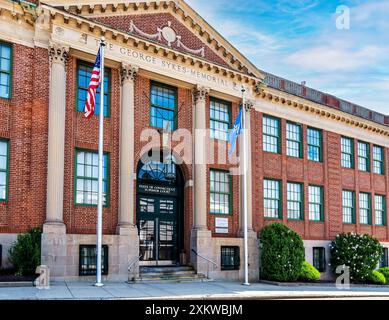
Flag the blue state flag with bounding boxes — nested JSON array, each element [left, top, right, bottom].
[[228, 108, 243, 156]]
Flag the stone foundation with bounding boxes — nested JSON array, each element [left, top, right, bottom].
[[41, 225, 139, 281], [190, 230, 259, 282]]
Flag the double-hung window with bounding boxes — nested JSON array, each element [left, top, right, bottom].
[[308, 186, 324, 221], [358, 142, 370, 172], [209, 98, 231, 141], [263, 115, 281, 153], [209, 169, 232, 215], [263, 179, 282, 219], [374, 195, 386, 226], [341, 137, 354, 169], [75, 150, 109, 206], [373, 146, 385, 174], [307, 128, 323, 162], [342, 190, 355, 223], [77, 61, 111, 117], [286, 122, 303, 158], [359, 192, 371, 224], [0, 42, 12, 99], [150, 82, 177, 131], [0, 140, 9, 201], [287, 182, 304, 220]]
-.-.-
Arrange every line of the items above into a numbered list, skipping blank lines and leaving out the pictures.

▶ Solution to this problem:
1. Flag the blue state flag with bounding boxes — nested JSON array, each element [left, top, right, bottom].
2. [[228, 108, 243, 156]]
3. Flag the stone foundation with bounding boxes — nested JSON array, each element [left, top, right, bottom].
4. [[41, 225, 139, 281], [190, 230, 259, 282]]
5. Flag the double-hung window with bounding boxes — nested JSON array, each element [left, top, right, bottom].
6. [[308, 186, 324, 221], [358, 142, 370, 172], [209, 98, 231, 141], [263, 115, 281, 153], [209, 169, 232, 215], [263, 179, 282, 219], [374, 195, 386, 226], [341, 137, 354, 169], [75, 150, 109, 206], [373, 146, 385, 174], [307, 128, 323, 162], [342, 190, 355, 223], [77, 61, 111, 117], [286, 122, 303, 158], [359, 192, 371, 224], [0, 42, 12, 99], [150, 82, 177, 131], [0, 140, 9, 201], [287, 182, 304, 220]]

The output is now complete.